[REQUIREMENTS] In the post about the mysterious PDF, which program created the file?

[QUOTED PASSAGE]
--- Start ---

Thursday, August 7, 2008

A new mysterious strain of PDF

Just to spice up my life and possibly yours too... here's this out-of-the blue surprise.

This looks, at the first glance, like a regular PDF file. file command on a Linux box identifies it as "PDF document, version 1.4". It opens fine in pretty much any PDF reader (Acroread, KPDF, evince, whatever). However, if you decide to print it then it becomes a whole different ballgame.

It prints very slowly when it does. From Acroread 8 it does not print at all. That was checked on both OpenSuSE Linux 10.3 and MS Windows Vista so I have reason to believe that the problem at hand is most likely OS-agnostic.

It does print using the system print (lp) on OpenSuSE Linux 10.3. It prints on OpenSuSE Linux in Acroread 7, CentOS 5 Linux under Acroread 5 as well as on MacOS 10 under Preview. When converted to Postscript via pdftops it yields a humongous (100+ MB) Postscript file which is quite impressive given that the PDF file being converted is only a less-than-a-megabyte 13-page document.

If you know what this mystery PDF file is about or have encountered this mutation of PDF yourself - shout, and together we shall prevail!


L said...
This comment has been removed by the author.
lornix said...

The PDF was created by Adobe's InDesign CS2. They're actually pretty amazing files internally.

In this particular file (nri2294.pdf), there are:

48 embedded fonts
13 pages
0 embedded images!!

It seems that InDesign CS2 doesn't, in this case at least, embed images in the normal manner. The images seen in the file were likely created using InDesign, thus known to the application and stored/embedded as vectors.

I used the PDF Toolkit (pdftk) to burst the pages into individual pdf files, then converted those files into postscript. The biggest files (17M, 47M, 76M) correspond to the pages with the biggest images, pages 6, 4 and 2 respectively.

Examining page 2 (76M) revealed several fonts being embedded, and over 262 thousand, 5 to 8 line 'groups' of postscript drawing/positioning commands.

This is where the size is coming from...

And the sheer volume of commands may be overwhelming some print pre-processors.

The slowness is due to the fact that almost all 'behind the scenes' work is done in postscript in linux, and then if the output device doesn't speak postscript, converted to a raster image which is then sent for printing.


(Grrr, Google/Blogger is being a pain today!)

Boris Epstein said...

Hi Lorni,

Thank you very much... Excellent analysis!

More lately.

--- End ---

[Contour annotation records]
--- Start ---

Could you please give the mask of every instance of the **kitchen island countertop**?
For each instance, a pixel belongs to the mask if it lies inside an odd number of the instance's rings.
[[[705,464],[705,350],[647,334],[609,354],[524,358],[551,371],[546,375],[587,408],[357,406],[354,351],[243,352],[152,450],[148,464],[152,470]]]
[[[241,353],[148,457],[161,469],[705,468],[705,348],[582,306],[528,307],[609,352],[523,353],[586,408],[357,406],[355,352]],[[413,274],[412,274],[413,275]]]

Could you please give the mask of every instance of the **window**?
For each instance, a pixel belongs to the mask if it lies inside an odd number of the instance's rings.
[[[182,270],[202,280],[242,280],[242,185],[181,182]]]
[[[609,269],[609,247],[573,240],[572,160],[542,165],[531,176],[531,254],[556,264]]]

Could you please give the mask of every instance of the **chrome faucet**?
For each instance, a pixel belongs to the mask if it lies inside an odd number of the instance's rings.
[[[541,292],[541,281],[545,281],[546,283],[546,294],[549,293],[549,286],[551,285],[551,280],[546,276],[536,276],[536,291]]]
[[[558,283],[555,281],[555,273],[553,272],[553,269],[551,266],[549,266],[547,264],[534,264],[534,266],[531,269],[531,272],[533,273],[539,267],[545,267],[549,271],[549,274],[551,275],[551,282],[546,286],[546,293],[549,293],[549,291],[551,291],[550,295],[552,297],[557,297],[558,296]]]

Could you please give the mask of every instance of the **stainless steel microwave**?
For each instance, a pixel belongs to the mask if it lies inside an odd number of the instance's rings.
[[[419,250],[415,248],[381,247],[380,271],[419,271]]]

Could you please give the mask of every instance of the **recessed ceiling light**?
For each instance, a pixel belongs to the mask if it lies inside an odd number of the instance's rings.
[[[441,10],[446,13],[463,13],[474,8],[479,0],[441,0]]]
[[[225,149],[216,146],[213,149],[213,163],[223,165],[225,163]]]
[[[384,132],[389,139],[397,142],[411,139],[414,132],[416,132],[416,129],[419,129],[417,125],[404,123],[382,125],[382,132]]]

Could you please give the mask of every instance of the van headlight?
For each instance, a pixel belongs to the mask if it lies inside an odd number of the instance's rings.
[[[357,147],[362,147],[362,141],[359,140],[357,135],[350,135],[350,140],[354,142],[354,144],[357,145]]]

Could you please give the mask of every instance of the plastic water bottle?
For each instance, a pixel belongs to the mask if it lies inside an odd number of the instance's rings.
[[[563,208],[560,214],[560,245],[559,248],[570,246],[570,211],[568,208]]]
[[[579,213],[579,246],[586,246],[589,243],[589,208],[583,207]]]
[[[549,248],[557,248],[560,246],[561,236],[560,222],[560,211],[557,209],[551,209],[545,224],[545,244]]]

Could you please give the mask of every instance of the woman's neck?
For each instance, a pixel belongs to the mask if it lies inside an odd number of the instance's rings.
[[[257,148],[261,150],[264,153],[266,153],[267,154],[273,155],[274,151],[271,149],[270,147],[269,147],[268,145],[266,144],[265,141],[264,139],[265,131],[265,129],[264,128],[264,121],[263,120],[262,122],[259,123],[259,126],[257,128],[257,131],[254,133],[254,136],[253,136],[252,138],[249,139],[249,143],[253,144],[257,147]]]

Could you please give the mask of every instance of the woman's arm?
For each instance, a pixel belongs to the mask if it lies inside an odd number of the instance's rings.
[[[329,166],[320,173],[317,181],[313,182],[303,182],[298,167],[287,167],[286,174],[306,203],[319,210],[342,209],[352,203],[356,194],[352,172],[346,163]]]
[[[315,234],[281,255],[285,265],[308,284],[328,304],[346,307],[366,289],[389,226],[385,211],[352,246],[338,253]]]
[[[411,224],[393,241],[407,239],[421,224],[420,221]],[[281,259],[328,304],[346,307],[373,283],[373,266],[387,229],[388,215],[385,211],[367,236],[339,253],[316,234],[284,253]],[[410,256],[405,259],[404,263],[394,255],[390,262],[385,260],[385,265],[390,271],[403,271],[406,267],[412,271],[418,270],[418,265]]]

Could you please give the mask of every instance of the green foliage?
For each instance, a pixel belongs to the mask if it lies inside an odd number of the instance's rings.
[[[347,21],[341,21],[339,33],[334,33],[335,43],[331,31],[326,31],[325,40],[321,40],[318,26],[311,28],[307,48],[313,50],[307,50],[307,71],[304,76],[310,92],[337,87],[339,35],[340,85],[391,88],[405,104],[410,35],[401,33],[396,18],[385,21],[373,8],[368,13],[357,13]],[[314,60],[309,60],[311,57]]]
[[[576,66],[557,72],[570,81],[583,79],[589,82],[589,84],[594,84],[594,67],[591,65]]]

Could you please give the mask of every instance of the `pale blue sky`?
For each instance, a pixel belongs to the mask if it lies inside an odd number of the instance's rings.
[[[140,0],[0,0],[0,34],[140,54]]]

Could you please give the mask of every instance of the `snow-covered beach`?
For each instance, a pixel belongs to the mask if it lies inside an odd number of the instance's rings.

--- End ---

[WORKED ANSWER] Adobe's InDesign CS2 created it.